*AIM OF THE EXERCISE*
Retype all the entries word for word, but omit the pictures.
▼
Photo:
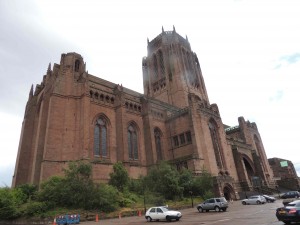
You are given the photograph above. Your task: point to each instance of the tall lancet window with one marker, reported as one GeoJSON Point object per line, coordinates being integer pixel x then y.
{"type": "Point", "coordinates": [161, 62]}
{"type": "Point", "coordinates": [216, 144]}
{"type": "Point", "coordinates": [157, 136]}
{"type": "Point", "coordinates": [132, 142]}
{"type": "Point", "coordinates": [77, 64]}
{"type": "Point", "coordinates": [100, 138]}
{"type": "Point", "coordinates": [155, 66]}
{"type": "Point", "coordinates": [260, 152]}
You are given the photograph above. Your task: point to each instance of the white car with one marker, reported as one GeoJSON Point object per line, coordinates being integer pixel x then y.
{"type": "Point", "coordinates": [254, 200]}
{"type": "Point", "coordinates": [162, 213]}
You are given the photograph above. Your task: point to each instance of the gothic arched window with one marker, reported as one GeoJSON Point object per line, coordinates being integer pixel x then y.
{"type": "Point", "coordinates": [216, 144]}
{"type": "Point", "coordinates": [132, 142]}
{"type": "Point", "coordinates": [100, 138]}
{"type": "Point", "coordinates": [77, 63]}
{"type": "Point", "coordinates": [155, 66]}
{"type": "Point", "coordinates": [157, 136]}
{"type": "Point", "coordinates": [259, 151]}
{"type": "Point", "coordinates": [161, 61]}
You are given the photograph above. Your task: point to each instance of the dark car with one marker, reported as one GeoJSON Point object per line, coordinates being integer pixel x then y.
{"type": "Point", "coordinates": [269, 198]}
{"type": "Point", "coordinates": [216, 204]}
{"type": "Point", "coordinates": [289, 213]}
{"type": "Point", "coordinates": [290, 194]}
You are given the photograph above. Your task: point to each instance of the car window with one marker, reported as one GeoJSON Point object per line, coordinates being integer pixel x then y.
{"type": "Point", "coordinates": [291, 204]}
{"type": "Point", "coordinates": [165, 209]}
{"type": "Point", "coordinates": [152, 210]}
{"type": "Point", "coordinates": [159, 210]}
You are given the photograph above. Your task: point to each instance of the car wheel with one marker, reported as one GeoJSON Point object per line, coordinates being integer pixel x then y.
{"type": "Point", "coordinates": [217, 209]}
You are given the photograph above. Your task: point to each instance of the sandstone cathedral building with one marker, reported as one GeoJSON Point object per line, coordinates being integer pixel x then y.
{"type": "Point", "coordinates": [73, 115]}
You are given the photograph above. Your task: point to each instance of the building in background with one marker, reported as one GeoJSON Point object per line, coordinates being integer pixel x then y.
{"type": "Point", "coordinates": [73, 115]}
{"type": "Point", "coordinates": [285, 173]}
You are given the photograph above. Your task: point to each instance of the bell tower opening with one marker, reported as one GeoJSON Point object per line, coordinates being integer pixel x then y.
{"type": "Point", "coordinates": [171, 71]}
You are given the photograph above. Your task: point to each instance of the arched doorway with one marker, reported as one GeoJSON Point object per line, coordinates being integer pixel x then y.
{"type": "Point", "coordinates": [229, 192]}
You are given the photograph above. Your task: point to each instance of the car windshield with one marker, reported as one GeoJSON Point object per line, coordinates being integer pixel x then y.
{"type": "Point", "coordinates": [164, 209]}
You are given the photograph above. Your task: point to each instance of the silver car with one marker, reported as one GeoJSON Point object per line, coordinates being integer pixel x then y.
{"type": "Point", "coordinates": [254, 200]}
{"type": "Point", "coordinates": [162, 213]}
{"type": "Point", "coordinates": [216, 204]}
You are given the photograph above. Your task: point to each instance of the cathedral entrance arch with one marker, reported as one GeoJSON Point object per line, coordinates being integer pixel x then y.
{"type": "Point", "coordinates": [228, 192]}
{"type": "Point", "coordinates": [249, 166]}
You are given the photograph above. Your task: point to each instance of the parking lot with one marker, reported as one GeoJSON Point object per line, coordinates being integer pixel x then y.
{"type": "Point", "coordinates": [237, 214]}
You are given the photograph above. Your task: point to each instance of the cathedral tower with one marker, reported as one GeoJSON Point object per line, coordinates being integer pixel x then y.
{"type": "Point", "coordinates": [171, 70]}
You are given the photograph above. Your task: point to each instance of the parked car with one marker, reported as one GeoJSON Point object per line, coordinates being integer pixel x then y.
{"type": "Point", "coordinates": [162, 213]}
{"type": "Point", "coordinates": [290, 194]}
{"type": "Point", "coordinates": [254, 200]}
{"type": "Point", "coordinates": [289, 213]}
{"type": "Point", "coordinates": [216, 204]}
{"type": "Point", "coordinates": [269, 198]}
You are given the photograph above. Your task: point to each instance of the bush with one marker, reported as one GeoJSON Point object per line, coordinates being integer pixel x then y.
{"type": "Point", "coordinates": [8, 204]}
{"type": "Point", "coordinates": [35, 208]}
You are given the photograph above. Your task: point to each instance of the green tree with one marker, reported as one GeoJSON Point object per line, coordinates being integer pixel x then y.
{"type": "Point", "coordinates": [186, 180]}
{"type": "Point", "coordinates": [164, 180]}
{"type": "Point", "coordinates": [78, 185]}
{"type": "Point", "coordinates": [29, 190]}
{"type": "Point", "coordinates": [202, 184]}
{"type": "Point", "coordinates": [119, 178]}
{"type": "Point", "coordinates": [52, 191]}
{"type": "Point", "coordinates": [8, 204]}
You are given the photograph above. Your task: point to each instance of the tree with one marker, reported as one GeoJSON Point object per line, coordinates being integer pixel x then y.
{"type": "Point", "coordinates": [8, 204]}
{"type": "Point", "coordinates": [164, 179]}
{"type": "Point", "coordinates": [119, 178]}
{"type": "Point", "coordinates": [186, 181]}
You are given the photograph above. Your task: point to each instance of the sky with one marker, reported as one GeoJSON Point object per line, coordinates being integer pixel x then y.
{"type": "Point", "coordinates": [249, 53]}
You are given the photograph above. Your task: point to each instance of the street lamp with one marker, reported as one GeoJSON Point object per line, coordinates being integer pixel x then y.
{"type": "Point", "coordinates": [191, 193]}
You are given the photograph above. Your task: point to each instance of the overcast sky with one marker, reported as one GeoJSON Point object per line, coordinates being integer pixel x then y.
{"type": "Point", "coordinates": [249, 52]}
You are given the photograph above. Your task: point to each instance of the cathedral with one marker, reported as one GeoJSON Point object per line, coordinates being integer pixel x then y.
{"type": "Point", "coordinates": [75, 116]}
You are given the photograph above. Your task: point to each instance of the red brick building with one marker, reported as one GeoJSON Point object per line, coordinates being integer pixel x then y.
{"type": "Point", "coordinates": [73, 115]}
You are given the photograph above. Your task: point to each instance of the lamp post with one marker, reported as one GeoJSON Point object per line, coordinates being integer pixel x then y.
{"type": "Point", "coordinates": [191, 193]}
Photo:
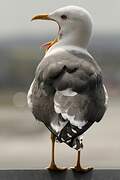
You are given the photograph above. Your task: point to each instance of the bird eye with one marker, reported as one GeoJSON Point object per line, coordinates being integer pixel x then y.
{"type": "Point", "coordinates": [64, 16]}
▲
*WRITTEN RESPONSE*
Photo:
You are given the photograph above. Your task: point to each instance of the tall lancet window with one marker, reported as one GeoJSON Point object per line, coordinates being integer pixel x then y.
{"type": "Point", "coordinates": [161, 62]}
{"type": "Point", "coordinates": [216, 144]}
{"type": "Point", "coordinates": [157, 136]}
{"type": "Point", "coordinates": [132, 142]}
{"type": "Point", "coordinates": [77, 64]}
{"type": "Point", "coordinates": [100, 138]}
{"type": "Point", "coordinates": [155, 66]}
{"type": "Point", "coordinates": [260, 152]}
You are given the photograph above. Your task: point to each instance of the white car with one marker, reported as one GeoJSON Point object per line, coordinates being integer pixel x then y.
{"type": "Point", "coordinates": [254, 200]}
{"type": "Point", "coordinates": [162, 213]}
You are given the photograph above. Your task: point to each instance of the gothic arched window with one marker, reported as one GeoJSON Point object per line, coordinates being integer pixel x then y.
{"type": "Point", "coordinates": [216, 144]}
{"type": "Point", "coordinates": [132, 142]}
{"type": "Point", "coordinates": [100, 138]}
{"type": "Point", "coordinates": [77, 63]}
{"type": "Point", "coordinates": [155, 66]}
{"type": "Point", "coordinates": [157, 136]}
{"type": "Point", "coordinates": [259, 151]}
{"type": "Point", "coordinates": [161, 61]}
You are given the photograph above. Your task: point to each instance of the dark car with one marker, reported as one GeoJSON Point object per line, coordinates being integer pixel x then y.
{"type": "Point", "coordinates": [269, 198]}
{"type": "Point", "coordinates": [216, 204]}
{"type": "Point", "coordinates": [289, 213]}
{"type": "Point", "coordinates": [290, 194]}
You are given the photograph above. Your task: point to each instance of the car window with one marker, reported as one GeoJSON Point object per line, coordinates being integer pixel x then y.
{"type": "Point", "coordinates": [291, 204]}
{"type": "Point", "coordinates": [165, 209]}
{"type": "Point", "coordinates": [152, 210]}
{"type": "Point", "coordinates": [159, 210]}
You are given the photograph above. Your task: point to each instance of the car wheel with one marker, reported as one GeoJSON Point object per line, coordinates being integer pixel x then y.
{"type": "Point", "coordinates": [217, 209]}
You are given the photograph above. Your task: point to each instance of the sandstone cathedral building with one marker, reported as one GeoJSON Point object per line, coordinates being integer pixel x then y.
{"type": "Point", "coordinates": [73, 115]}
You are given the photograph above. Your task: point to each instance of the building in background with one marker, reported as one GeoJSON Point object per line, coordinates being integer pixel x then y.
{"type": "Point", "coordinates": [73, 115]}
{"type": "Point", "coordinates": [285, 173]}
You are given the photograph above. Your task: point to each instance of the bell tower opening with one marker, reported as one GeoJSON Point object per line, coordinates being integer pixel x then y.
{"type": "Point", "coordinates": [171, 71]}
You are given the photograph above. Your task: point to each instance of the arched doorway with one marker, reported as one GeoJSON Point object per line, coordinates being integer pixel x then y.
{"type": "Point", "coordinates": [229, 192]}
You are given the photograph above. Your task: point to each instance of the car windshield with one marker, reported as one GeoJSON Point object per line, coordinates being integer pixel x then y.
{"type": "Point", "coordinates": [164, 209]}
You are given the photograph above. Your task: point to each instance of the silver car with one marker, reported as one GeoJSON Point object per line, coordinates being integer pixel x then y.
{"type": "Point", "coordinates": [254, 200]}
{"type": "Point", "coordinates": [162, 213]}
{"type": "Point", "coordinates": [216, 204]}
You are given the photograph above. Your task: point to each instance of the cathedral entrance arch with one marker, reported as one GeoJSON Point object per line, coordinates being integer pixel x then y.
{"type": "Point", "coordinates": [228, 192]}
{"type": "Point", "coordinates": [249, 166]}
You are given the photograph above. Your task: point to each instance of the parking lot with one marker, reported as one GeoJSON Point object per line, coordinates being integer pixel x then y.
{"type": "Point", "coordinates": [237, 214]}
You are given the photograph above. Your task: point to each instance of the cathedral tower with one marker, reported as one GeoJSON Point object per line, coordinates being integer pixel x then y.
{"type": "Point", "coordinates": [171, 70]}
You are given the photograph above. Your task: point to each instance of the parked car with one marker, reported as one GeoJSON Point object per line, coordinates being integer pixel x then y.
{"type": "Point", "coordinates": [162, 213]}
{"type": "Point", "coordinates": [290, 194]}
{"type": "Point", "coordinates": [254, 200]}
{"type": "Point", "coordinates": [289, 213]}
{"type": "Point", "coordinates": [216, 204]}
{"type": "Point", "coordinates": [269, 198]}
You are given the photograph above. Your task: point to each instance of the bush with one marker, reported as one GeoJSON Point object per line, coordinates being integer pixel x then y.
{"type": "Point", "coordinates": [8, 204]}
{"type": "Point", "coordinates": [35, 208]}
You are given the photograph above. Your task: point to each instance of the green tree with one marker, reported as one GeoJSON Point object per line, coordinates being integer pixel x then y.
{"type": "Point", "coordinates": [186, 180]}
{"type": "Point", "coordinates": [164, 180]}
{"type": "Point", "coordinates": [78, 185]}
{"type": "Point", "coordinates": [29, 190]}
{"type": "Point", "coordinates": [202, 184]}
{"type": "Point", "coordinates": [119, 178]}
{"type": "Point", "coordinates": [52, 191]}
{"type": "Point", "coordinates": [8, 204]}
You are given the photograph above. Your task: point to each instance of the tree with one marker, reported as one GeoJSON Point object per line, coordinates being integer pixel x then y.
{"type": "Point", "coordinates": [8, 204]}
{"type": "Point", "coordinates": [164, 179]}
{"type": "Point", "coordinates": [119, 178]}
{"type": "Point", "coordinates": [186, 181]}
You are given the photograph above. Your task: point to each instance of the sky with one marker, reported as one GeoJSON Point object per line, coordinates being integer pixel x then y.
{"type": "Point", "coordinates": [249, 53]}
You are given the photograph above. Your task: point to each instance of the street lamp with one marker, reported as one GeoJSON Point object per line, coordinates being integer pixel x then y.
{"type": "Point", "coordinates": [191, 193]}
You are given the photograph above. Your task: point to each instance of the overcast sky with one marker, reported as one GeoJSON Point object per line, coordinates being integer pixel x then y.
{"type": "Point", "coordinates": [249, 52]}
You are given the photograph above. Your task: point to each instance of the cathedral with one marker, reported as one GeoJSON Point object per line, coordinates being integer pixel x then y.
{"type": "Point", "coordinates": [75, 116]}
You are given the photograph above. Your task: point to each instance of the red brick building with one marker, reported as one GeoJSON Point object per line, coordinates being integer pixel x then y.
{"type": "Point", "coordinates": [73, 115]}
You are given the photograph above. Your task: point to each instance of the lamp post with one marker, reported as one GeoJSON Point object per line, coordinates being integer pixel x then y.
{"type": "Point", "coordinates": [191, 193]}
Photo:
You are given the photograph above. Your task: point to each instance of the bird eye with one marker, reported as one GeoJSON Point object per line, coordinates being integer pixel x then y.
{"type": "Point", "coordinates": [64, 16]}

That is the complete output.